## Stored data entries

/---

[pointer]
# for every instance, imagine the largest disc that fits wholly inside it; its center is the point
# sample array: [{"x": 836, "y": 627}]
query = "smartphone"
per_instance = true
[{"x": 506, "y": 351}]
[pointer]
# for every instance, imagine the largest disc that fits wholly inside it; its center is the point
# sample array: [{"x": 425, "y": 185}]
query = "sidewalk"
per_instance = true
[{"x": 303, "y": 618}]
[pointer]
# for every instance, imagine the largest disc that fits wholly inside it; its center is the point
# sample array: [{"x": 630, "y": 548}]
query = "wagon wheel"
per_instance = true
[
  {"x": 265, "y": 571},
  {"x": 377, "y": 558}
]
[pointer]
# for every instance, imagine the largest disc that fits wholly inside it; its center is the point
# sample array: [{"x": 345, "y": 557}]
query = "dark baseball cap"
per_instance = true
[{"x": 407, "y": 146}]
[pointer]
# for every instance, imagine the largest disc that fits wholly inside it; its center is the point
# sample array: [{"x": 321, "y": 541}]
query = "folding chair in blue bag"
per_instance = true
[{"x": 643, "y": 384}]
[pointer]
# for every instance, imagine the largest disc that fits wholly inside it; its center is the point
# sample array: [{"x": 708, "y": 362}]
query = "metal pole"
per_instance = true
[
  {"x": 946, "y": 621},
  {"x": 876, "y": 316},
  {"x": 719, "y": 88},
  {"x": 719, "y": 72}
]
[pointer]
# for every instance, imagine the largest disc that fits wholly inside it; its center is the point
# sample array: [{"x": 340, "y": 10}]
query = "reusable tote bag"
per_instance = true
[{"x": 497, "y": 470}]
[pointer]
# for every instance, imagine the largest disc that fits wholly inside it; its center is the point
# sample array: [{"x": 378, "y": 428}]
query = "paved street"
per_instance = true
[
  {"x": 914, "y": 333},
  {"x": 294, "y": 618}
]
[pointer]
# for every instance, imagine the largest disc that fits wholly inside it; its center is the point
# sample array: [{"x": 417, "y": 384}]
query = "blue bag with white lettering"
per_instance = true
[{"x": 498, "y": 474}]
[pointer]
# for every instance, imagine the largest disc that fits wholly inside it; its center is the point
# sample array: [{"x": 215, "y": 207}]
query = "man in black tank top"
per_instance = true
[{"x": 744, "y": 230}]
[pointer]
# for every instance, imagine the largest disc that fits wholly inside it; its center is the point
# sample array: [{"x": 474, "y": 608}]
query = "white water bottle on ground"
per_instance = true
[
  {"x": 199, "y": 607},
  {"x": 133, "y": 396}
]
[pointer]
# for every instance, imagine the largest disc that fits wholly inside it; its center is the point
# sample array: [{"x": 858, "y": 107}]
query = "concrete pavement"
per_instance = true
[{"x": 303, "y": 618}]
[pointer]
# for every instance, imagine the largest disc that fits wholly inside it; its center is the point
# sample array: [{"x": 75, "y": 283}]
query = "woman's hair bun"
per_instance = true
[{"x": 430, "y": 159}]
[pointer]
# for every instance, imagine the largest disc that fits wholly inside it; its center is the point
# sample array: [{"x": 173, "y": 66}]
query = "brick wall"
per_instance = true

\---
/---

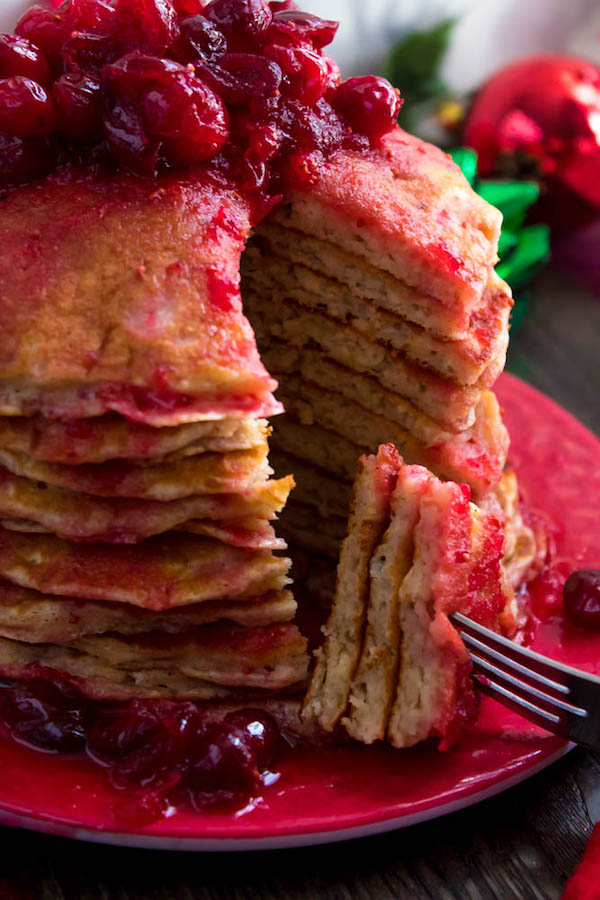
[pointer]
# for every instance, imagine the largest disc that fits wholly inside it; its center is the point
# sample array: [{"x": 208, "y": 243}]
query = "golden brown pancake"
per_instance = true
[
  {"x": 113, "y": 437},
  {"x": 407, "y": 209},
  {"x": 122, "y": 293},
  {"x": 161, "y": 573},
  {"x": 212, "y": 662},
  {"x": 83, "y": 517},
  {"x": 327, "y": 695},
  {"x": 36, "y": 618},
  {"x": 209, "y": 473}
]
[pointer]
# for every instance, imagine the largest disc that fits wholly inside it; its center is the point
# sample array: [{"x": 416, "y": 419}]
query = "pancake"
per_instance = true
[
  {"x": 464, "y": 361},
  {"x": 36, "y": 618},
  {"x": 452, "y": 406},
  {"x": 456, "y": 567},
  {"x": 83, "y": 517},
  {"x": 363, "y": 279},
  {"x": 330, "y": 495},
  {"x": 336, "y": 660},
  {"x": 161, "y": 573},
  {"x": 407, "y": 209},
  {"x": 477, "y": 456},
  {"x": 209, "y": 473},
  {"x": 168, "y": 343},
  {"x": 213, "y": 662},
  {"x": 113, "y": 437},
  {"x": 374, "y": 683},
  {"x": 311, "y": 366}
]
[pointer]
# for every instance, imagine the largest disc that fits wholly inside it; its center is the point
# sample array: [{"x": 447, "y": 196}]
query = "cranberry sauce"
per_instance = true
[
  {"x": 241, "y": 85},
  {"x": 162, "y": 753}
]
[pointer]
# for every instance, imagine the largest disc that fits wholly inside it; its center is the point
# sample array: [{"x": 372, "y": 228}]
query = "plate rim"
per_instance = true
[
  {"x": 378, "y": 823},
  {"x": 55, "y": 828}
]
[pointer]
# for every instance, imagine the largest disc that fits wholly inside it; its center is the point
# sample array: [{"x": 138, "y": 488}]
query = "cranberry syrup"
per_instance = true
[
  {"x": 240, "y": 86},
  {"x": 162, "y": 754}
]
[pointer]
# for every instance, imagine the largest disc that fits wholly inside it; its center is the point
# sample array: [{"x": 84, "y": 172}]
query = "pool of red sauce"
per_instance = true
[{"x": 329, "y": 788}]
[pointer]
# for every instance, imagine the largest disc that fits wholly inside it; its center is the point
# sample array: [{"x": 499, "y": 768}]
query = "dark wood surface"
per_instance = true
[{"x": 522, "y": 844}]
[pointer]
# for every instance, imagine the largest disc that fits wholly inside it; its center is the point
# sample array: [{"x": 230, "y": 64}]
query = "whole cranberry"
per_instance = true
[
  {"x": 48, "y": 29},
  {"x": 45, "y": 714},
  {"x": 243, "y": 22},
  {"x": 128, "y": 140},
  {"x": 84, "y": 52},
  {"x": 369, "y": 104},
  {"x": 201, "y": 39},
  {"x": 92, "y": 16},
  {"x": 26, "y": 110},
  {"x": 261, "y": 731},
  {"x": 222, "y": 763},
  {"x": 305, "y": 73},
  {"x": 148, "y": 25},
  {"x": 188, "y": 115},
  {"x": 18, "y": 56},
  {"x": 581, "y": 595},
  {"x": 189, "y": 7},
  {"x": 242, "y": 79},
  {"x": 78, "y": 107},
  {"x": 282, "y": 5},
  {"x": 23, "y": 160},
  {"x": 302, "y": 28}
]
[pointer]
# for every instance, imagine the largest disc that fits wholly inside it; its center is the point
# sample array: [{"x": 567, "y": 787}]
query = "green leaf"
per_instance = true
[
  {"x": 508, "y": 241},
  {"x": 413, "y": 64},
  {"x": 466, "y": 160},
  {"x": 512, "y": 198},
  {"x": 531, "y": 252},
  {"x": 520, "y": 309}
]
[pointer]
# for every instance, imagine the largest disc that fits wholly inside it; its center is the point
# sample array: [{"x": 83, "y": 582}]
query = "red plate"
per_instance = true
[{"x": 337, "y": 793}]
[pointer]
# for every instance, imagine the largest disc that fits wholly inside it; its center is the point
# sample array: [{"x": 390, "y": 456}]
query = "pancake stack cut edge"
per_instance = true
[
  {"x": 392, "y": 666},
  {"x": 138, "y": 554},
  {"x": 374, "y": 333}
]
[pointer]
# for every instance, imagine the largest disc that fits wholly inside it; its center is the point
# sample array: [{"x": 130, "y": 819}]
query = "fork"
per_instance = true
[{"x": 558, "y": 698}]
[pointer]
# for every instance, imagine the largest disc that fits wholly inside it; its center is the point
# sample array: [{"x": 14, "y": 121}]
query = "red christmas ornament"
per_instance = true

\---
/---

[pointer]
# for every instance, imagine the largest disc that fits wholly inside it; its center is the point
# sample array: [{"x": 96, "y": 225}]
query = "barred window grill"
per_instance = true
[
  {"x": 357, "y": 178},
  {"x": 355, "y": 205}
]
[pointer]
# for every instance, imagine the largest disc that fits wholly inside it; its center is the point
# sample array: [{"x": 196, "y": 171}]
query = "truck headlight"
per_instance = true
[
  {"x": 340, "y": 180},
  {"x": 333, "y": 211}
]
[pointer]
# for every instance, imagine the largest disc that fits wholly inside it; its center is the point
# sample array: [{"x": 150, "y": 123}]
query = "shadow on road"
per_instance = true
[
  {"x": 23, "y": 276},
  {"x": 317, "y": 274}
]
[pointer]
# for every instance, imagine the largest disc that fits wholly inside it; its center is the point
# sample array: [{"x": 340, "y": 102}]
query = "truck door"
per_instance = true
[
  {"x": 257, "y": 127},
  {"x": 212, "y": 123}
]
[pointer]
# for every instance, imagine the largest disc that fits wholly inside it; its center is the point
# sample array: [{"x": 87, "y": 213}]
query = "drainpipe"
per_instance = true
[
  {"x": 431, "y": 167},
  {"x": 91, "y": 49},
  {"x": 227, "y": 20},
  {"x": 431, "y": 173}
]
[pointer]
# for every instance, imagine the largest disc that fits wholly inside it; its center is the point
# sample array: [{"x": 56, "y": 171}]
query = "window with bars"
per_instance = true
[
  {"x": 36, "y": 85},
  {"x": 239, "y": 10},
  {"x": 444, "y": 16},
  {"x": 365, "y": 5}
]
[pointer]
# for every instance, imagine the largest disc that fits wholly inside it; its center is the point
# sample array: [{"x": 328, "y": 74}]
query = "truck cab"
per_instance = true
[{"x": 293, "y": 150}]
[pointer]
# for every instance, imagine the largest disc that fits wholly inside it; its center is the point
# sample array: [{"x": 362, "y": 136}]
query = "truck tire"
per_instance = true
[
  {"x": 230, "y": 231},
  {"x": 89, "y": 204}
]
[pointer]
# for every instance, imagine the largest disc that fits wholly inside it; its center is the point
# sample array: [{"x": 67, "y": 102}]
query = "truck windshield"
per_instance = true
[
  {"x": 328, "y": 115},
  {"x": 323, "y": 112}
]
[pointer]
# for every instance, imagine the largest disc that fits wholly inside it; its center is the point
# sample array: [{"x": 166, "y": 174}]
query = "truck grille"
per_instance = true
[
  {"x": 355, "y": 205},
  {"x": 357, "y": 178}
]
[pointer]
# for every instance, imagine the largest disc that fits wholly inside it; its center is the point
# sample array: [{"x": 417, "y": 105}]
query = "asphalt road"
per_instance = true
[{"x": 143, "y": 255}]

\---

## WORK TO BE COMPLETED
Whenever a line above holds the word "blue", include it in your count, and report nothing but that count.

## ANSWER SECTION
2